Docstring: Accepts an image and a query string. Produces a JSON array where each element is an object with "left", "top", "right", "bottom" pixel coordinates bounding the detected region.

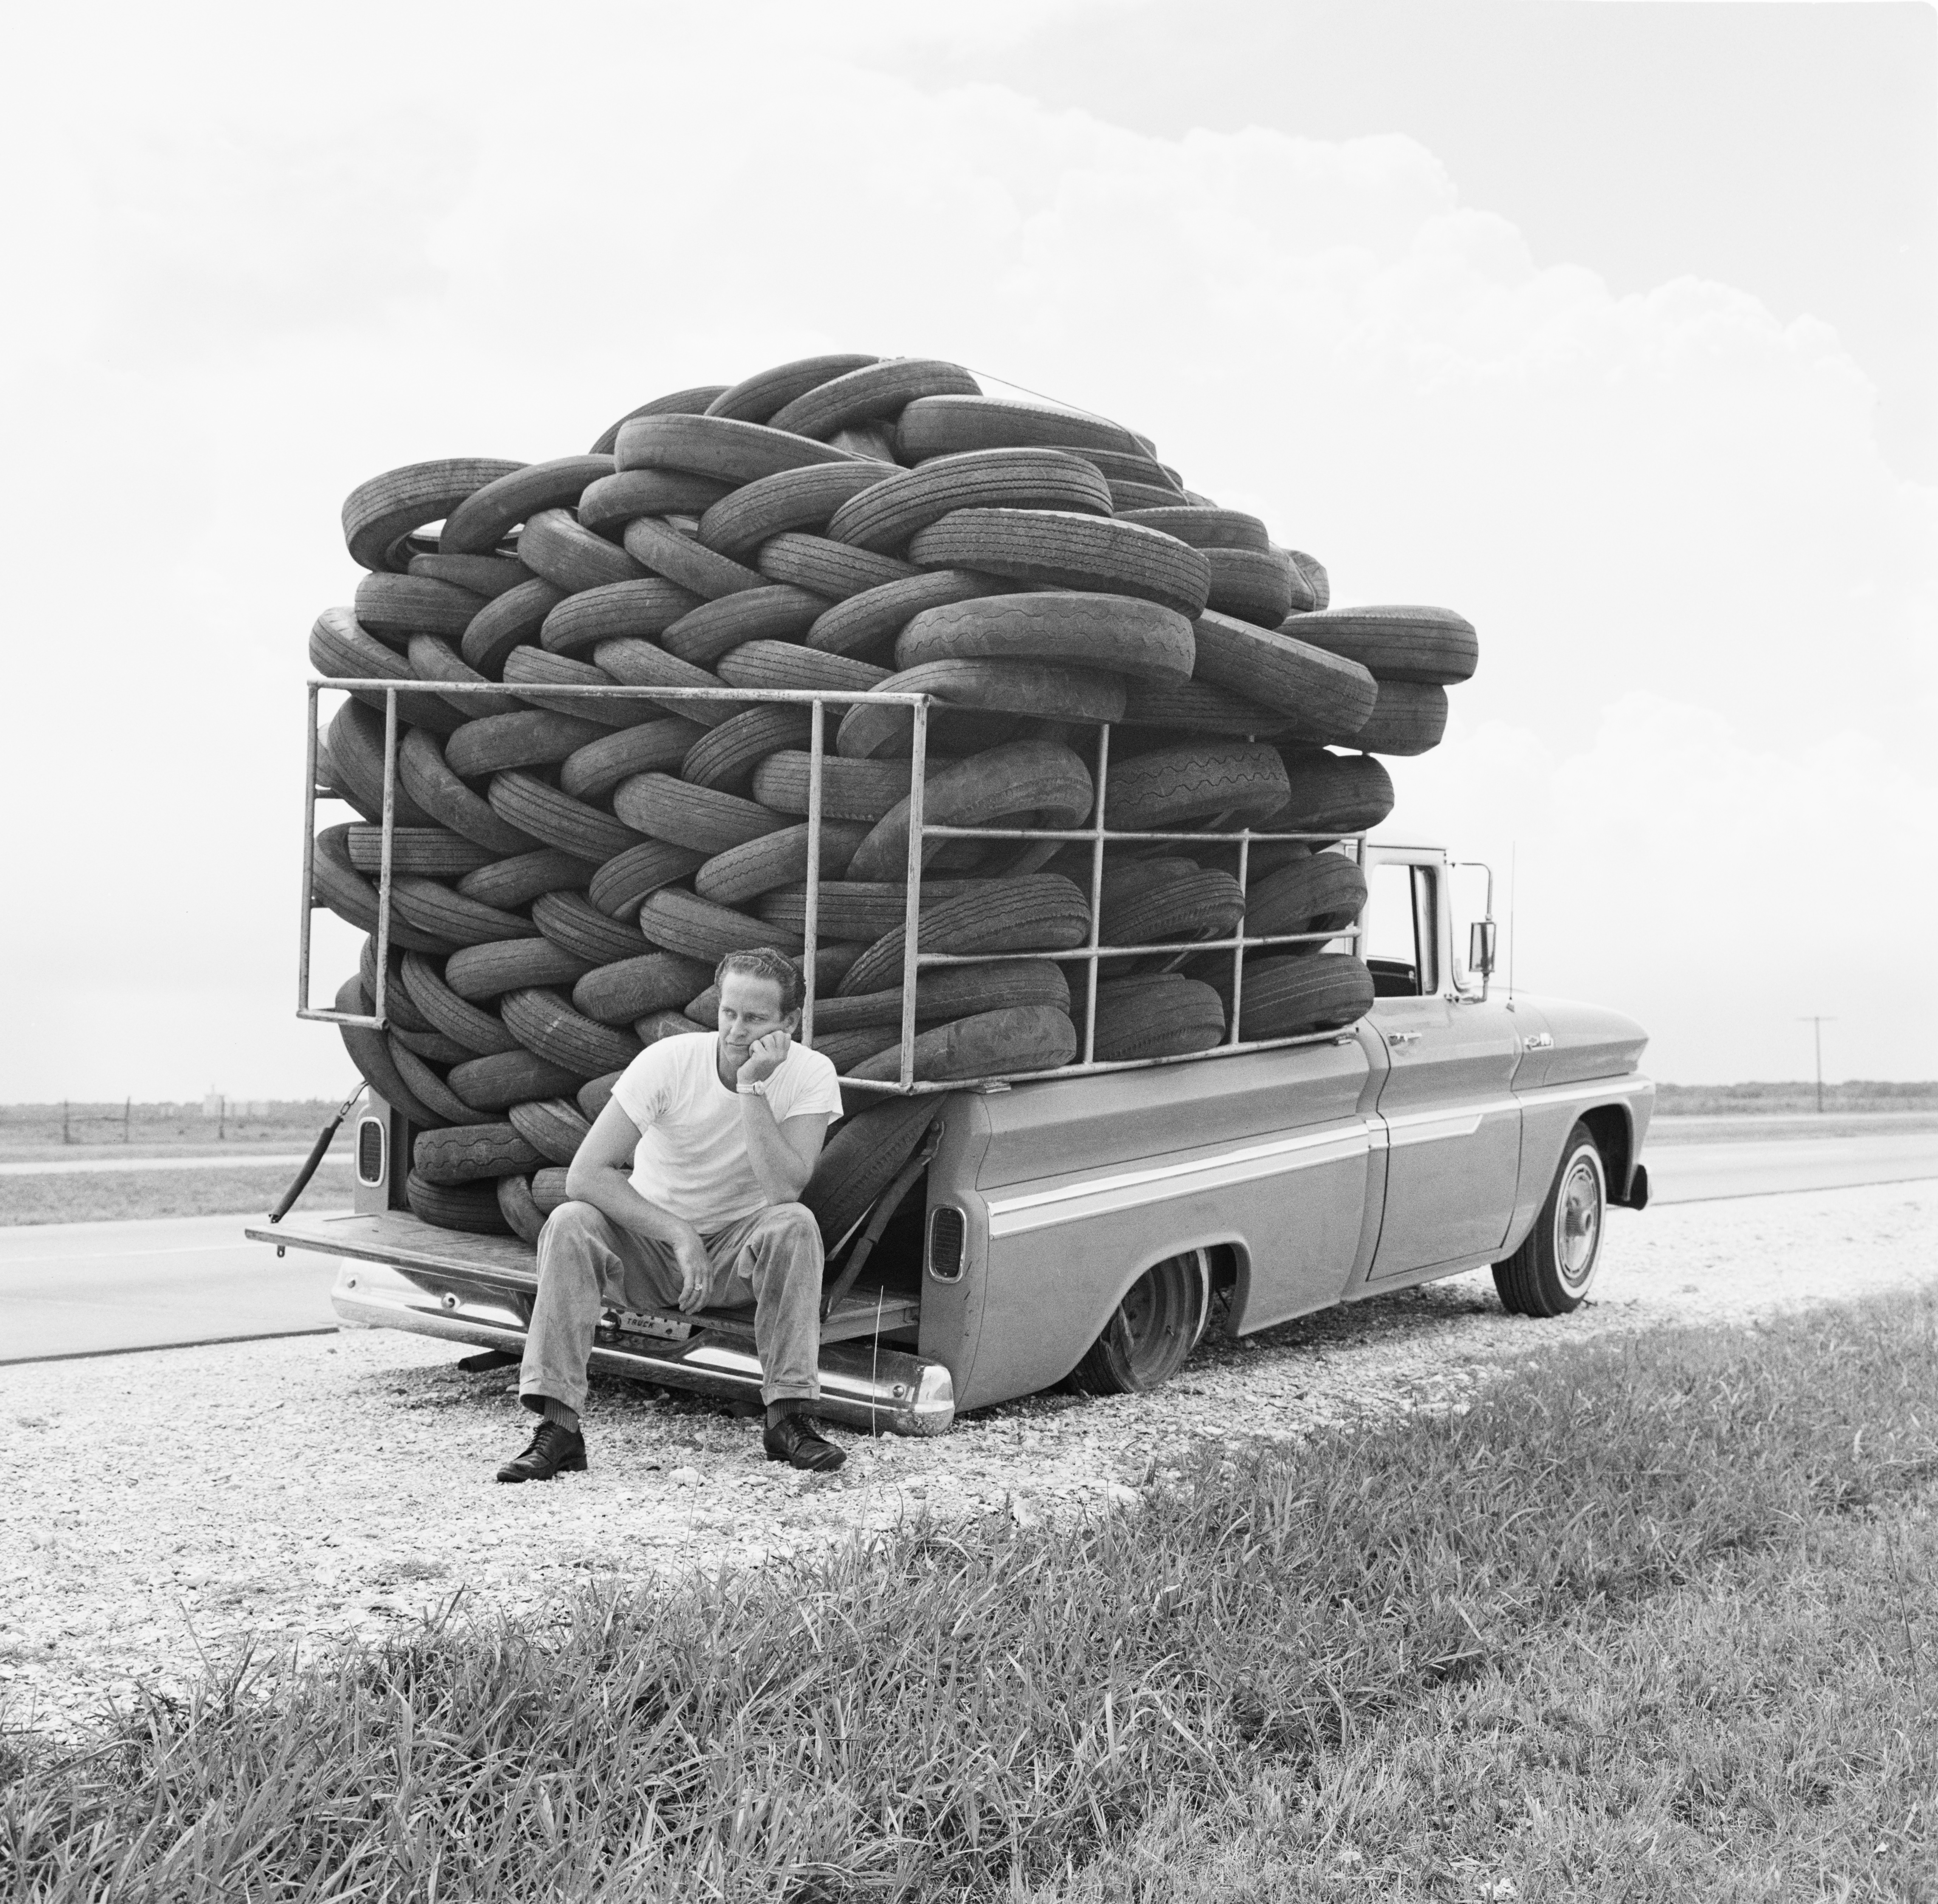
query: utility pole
[{"left": 1798, "top": 1017, "right": 1835, "bottom": 1115}]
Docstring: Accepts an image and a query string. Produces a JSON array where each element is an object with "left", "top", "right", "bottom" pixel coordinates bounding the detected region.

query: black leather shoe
[
  {"left": 763, "top": 1412, "right": 846, "bottom": 1472},
  {"left": 496, "top": 1421, "right": 588, "bottom": 1483}
]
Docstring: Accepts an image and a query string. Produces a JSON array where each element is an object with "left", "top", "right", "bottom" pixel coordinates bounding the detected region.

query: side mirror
[{"left": 1468, "top": 919, "right": 1497, "bottom": 978}]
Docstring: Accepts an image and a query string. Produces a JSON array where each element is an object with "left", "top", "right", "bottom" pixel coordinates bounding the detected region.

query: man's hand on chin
[{"left": 738, "top": 1029, "right": 793, "bottom": 1090}]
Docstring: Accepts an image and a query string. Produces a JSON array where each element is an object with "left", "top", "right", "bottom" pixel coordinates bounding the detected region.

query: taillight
[
  {"left": 355, "top": 1115, "right": 386, "bottom": 1186},
  {"left": 928, "top": 1206, "right": 965, "bottom": 1281}
]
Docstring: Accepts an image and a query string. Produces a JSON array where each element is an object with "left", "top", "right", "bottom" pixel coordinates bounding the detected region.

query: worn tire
[
  {"left": 457, "top": 850, "right": 598, "bottom": 911},
  {"left": 1284, "top": 551, "right": 1330, "bottom": 613},
  {"left": 1118, "top": 676, "right": 1290, "bottom": 737},
  {"left": 753, "top": 750, "right": 932, "bottom": 824},
  {"left": 496, "top": 1174, "right": 547, "bottom": 1244},
  {"left": 390, "top": 878, "right": 537, "bottom": 949},
  {"left": 1101, "top": 859, "right": 1247, "bottom": 947},
  {"left": 592, "top": 637, "right": 742, "bottom": 728},
  {"left": 836, "top": 660, "right": 1124, "bottom": 761},
  {"left": 755, "top": 532, "right": 920, "bottom": 602},
  {"left": 577, "top": 468, "right": 734, "bottom": 537},
  {"left": 562, "top": 719, "right": 710, "bottom": 802},
  {"left": 615, "top": 413, "right": 863, "bottom": 483},
  {"left": 359, "top": 938, "right": 435, "bottom": 1034},
  {"left": 706, "top": 353, "right": 881, "bottom": 425},
  {"left": 445, "top": 938, "right": 595, "bottom": 1002},
  {"left": 1118, "top": 506, "right": 1270, "bottom": 553},
  {"left": 388, "top": 1041, "right": 480, "bottom": 1126},
  {"left": 694, "top": 820, "right": 870, "bottom": 907},
  {"left": 540, "top": 579, "right": 705, "bottom": 656},
  {"left": 1089, "top": 974, "right": 1227, "bottom": 1061},
  {"left": 400, "top": 952, "right": 522, "bottom": 1057},
  {"left": 1286, "top": 606, "right": 1476, "bottom": 685},
  {"left": 895, "top": 592, "right": 1194, "bottom": 683},
  {"left": 769, "top": 358, "right": 979, "bottom": 440},
  {"left": 501, "top": 647, "right": 664, "bottom": 729},
  {"left": 620, "top": 516, "right": 766, "bottom": 601},
  {"left": 1267, "top": 749, "right": 1395, "bottom": 835},
  {"left": 840, "top": 875, "right": 1091, "bottom": 995},
  {"left": 573, "top": 952, "right": 715, "bottom": 1026},
  {"left": 699, "top": 463, "right": 894, "bottom": 559},
  {"left": 405, "top": 634, "right": 522, "bottom": 723},
  {"left": 829, "top": 448, "right": 1111, "bottom": 554},
  {"left": 1351, "top": 682, "right": 1449, "bottom": 756},
  {"left": 639, "top": 889, "right": 803, "bottom": 963},
  {"left": 680, "top": 706, "right": 812, "bottom": 795},
  {"left": 445, "top": 711, "right": 606, "bottom": 780},
  {"left": 801, "top": 1093, "right": 946, "bottom": 1250},
  {"left": 589, "top": 387, "right": 732, "bottom": 457},
  {"left": 1105, "top": 741, "right": 1290, "bottom": 830},
  {"left": 345, "top": 827, "right": 495, "bottom": 879},
  {"left": 517, "top": 508, "right": 646, "bottom": 594},
  {"left": 846, "top": 1005, "right": 1077, "bottom": 1082},
  {"left": 897, "top": 394, "right": 1140, "bottom": 460},
  {"left": 758, "top": 880, "right": 977, "bottom": 941},
  {"left": 412, "top": 1121, "right": 542, "bottom": 1185},
  {"left": 587, "top": 841, "right": 709, "bottom": 919},
  {"left": 507, "top": 1098, "right": 592, "bottom": 1168},
  {"left": 343, "top": 458, "right": 524, "bottom": 573},
  {"left": 1243, "top": 853, "right": 1367, "bottom": 946},
  {"left": 502, "top": 989, "right": 643, "bottom": 1080},
  {"left": 1191, "top": 610, "right": 1377, "bottom": 732},
  {"left": 448, "top": 1046, "right": 585, "bottom": 1113},
  {"left": 409, "top": 554, "right": 530, "bottom": 599},
  {"left": 310, "top": 609, "right": 467, "bottom": 733},
  {"left": 715, "top": 642, "right": 891, "bottom": 701},
  {"left": 404, "top": 1170, "right": 515, "bottom": 1236},
  {"left": 817, "top": 958, "right": 1072, "bottom": 1034},
  {"left": 462, "top": 577, "right": 565, "bottom": 676},
  {"left": 909, "top": 510, "right": 1210, "bottom": 619},
  {"left": 1492, "top": 1123, "right": 1607, "bottom": 1317},
  {"left": 609, "top": 773, "right": 787, "bottom": 855},
  {"left": 1203, "top": 548, "right": 1294, "bottom": 626},
  {"left": 531, "top": 890, "right": 651, "bottom": 966},
  {"left": 312, "top": 827, "right": 454, "bottom": 952},
  {"left": 807, "top": 570, "right": 1010, "bottom": 659},
  {"left": 663, "top": 588, "right": 829, "bottom": 667},
  {"left": 440, "top": 456, "right": 614, "bottom": 555},
  {"left": 488, "top": 771, "right": 644, "bottom": 864},
  {"left": 333, "top": 977, "right": 447, "bottom": 1126},
  {"left": 1236, "top": 955, "right": 1376, "bottom": 1039},
  {"left": 327, "top": 700, "right": 439, "bottom": 829}
]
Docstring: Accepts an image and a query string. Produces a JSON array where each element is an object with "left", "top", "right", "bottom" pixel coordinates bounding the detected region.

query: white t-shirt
[{"left": 610, "top": 1032, "right": 844, "bottom": 1232}]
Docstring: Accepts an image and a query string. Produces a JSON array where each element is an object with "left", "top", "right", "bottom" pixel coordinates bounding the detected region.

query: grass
[
  {"left": 0, "top": 1102, "right": 347, "bottom": 1156},
  {"left": 0, "top": 1163, "right": 356, "bottom": 1227},
  {"left": 2, "top": 1295, "right": 1932, "bottom": 1901},
  {"left": 1654, "top": 1080, "right": 1938, "bottom": 1117}
]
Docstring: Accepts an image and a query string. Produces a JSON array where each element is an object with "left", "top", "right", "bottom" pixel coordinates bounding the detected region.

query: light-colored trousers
[{"left": 520, "top": 1199, "right": 824, "bottom": 1416}]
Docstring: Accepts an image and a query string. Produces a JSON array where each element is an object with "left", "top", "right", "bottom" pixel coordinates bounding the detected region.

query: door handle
[
  {"left": 1521, "top": 1032, "right": 1553, "bottom": 1051},
  {"left": 1387, "top": 1030, "right": 1422, "bottom": 1046}
]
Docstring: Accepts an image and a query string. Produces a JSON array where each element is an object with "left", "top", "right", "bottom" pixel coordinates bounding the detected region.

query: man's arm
[
  {"left": 563, "top": 1097, "right": 713, "bottom": 1311},
  {"left": 739, "top": 1097, "right": 831, "bottom": 1205}
]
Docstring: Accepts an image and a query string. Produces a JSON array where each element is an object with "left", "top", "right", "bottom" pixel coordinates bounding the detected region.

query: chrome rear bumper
[{"left": 329, "top": 1258, "right": 954, "bottom": 1437}]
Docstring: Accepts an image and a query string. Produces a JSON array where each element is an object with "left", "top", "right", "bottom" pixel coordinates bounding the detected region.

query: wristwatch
[{"left": 736, "top": 1079, "right": 766, "bottom": 1097}]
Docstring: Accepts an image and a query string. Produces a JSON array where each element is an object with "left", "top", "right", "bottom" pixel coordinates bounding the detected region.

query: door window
[{"left": 1362, "top": 862, "right": 1438, "bottom": 997}]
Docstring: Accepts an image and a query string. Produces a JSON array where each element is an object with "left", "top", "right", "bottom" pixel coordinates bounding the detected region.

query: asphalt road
[{"left": 2, "top": 1128, "right": 1934, "bottom": 1366}]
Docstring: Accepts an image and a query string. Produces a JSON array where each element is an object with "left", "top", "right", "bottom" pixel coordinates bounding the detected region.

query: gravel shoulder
[{"left": 3, "top": 1180, "right": 1934, "bottom": 1740}]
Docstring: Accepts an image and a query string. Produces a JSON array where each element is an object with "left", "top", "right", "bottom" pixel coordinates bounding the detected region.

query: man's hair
[{"left": 714, "top": 947, "right": 803, "bottom": 1016}]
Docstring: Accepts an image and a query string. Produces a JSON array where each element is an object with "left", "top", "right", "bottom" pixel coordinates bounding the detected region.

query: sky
[{"left": 0, "top": 0, "right": 1932, "bottom": 1099}]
======
■ **EXERCISE OBJECTIVE**
Leave out every line before the one containing "query: man's hair". Transcribe that line and all lines after it through the end of the data above, exactly.

■ **REPLY TO THE EXERCISE**
query: man's hair
[{"left": 714, "top": 947, "right": 803, "bottom": 1016}]
Docstring: Accepts an image and a query string. Produces a JSON array where each element is an object with "left", "top", "right", "bottom" pixel coordinates bounding the detected region.

query: sky
[{"left": 0, "top": 0, "right": 1932, "bottom": 1099}]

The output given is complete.